======== SUPPLIED INFORMATION ========

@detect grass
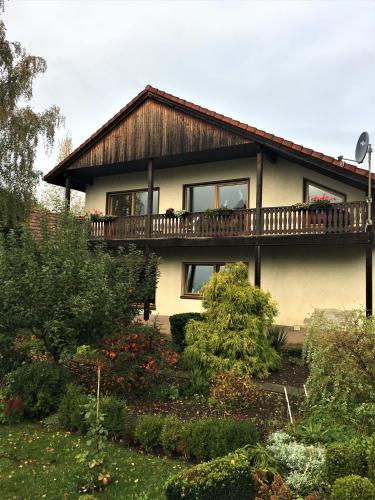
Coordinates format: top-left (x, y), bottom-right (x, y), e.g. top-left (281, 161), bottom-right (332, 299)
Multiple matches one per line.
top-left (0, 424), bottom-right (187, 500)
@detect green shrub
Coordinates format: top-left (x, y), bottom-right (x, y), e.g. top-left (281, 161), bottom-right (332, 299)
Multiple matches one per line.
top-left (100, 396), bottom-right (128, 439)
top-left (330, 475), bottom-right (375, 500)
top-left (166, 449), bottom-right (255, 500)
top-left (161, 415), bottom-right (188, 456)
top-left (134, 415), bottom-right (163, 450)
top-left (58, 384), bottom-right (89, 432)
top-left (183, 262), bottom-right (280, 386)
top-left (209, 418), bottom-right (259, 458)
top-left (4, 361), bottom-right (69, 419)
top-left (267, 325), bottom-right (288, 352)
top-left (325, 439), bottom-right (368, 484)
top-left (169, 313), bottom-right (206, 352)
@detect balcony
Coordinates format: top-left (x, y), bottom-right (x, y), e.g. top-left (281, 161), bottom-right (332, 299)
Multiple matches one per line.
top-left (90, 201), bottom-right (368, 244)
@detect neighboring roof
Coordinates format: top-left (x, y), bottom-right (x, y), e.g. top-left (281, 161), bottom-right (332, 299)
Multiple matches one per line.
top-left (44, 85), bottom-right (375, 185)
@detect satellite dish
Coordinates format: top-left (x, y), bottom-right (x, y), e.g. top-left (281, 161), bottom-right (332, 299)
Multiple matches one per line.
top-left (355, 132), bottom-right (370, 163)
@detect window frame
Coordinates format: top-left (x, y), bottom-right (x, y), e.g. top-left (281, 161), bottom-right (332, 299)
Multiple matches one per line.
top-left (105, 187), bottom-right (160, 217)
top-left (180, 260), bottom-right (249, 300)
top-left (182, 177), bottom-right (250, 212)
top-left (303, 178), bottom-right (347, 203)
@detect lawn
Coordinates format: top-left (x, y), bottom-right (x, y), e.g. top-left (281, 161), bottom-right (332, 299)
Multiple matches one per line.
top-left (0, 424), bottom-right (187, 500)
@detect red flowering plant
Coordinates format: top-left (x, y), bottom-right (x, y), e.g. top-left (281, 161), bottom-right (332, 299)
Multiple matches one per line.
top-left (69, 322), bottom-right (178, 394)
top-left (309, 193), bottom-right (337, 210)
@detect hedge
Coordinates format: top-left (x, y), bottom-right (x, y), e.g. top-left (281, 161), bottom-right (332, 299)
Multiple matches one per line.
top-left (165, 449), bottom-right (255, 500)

========
======== SUPPLIED INFORMATION ========

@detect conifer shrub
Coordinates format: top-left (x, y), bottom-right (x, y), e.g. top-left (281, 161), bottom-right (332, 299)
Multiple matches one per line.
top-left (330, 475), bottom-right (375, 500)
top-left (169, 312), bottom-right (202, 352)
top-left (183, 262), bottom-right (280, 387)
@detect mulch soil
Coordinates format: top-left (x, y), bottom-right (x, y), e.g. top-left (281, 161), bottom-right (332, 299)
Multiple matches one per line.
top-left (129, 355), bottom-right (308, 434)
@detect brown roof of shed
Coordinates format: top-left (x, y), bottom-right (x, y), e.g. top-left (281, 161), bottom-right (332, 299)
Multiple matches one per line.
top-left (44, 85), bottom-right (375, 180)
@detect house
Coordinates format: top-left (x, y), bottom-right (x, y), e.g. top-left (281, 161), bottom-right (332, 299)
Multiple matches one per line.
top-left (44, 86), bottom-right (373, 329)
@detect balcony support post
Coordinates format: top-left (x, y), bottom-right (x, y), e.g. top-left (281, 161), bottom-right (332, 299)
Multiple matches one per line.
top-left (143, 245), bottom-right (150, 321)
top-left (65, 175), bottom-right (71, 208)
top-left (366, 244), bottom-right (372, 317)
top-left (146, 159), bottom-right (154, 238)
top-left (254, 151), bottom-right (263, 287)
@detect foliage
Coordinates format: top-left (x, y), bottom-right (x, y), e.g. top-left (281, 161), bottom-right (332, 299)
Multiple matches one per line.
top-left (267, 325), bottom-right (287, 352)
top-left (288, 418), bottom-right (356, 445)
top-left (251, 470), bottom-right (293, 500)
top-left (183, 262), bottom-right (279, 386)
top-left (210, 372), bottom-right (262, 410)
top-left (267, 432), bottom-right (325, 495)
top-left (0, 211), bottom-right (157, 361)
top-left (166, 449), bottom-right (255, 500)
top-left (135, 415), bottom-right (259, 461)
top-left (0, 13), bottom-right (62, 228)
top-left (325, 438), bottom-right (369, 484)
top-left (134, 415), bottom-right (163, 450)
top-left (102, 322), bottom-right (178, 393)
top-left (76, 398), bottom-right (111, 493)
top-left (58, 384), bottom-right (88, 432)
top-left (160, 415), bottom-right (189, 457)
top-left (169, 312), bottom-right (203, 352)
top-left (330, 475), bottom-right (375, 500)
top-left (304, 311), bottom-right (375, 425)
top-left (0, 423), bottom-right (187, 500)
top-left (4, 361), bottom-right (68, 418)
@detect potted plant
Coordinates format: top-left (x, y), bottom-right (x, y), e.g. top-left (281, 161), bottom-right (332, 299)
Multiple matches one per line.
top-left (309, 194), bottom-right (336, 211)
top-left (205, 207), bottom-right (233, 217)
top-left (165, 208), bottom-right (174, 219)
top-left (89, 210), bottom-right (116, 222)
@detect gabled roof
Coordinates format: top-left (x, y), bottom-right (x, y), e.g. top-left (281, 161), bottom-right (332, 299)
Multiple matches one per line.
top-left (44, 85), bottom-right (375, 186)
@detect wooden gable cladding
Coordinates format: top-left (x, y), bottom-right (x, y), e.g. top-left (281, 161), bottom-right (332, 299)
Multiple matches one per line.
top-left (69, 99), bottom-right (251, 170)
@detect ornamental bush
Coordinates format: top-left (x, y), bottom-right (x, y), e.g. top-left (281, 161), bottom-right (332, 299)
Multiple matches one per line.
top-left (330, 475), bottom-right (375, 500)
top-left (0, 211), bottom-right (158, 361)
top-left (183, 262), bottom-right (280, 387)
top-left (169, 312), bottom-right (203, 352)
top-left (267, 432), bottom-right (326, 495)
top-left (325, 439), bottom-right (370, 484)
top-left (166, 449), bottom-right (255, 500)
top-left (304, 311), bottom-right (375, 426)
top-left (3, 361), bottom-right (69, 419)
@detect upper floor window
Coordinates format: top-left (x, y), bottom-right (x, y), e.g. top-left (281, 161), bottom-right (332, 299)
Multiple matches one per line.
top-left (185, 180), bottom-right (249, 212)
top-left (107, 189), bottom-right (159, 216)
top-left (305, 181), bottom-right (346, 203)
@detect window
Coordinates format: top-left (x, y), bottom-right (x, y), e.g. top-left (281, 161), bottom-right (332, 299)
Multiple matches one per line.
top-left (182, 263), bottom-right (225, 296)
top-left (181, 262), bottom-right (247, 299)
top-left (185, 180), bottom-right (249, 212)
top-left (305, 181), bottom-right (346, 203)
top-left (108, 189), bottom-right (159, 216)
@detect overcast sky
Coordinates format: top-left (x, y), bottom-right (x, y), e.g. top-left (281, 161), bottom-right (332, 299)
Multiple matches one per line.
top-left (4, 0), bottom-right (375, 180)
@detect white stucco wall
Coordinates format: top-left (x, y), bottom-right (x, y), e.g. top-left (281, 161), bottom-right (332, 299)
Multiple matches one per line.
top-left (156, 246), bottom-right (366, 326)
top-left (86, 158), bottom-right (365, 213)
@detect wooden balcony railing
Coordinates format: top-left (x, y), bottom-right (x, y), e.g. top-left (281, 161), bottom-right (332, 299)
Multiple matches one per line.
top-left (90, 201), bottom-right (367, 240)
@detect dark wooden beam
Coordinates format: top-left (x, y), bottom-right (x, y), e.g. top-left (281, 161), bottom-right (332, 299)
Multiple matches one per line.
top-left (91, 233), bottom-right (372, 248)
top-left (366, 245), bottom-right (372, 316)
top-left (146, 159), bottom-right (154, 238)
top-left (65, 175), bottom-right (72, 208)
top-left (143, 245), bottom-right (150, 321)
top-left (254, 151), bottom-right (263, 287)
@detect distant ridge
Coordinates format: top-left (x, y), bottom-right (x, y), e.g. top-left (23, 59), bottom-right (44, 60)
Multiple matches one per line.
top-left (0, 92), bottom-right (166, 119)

========

WHAT THE TASK ASKS: Find every line in the data above that contains the word "wooden", and copy each of those lines.

THE ANSWER:
@detect wooden gable cladding
@detect wooden balcony railing
@detect dark wooden beam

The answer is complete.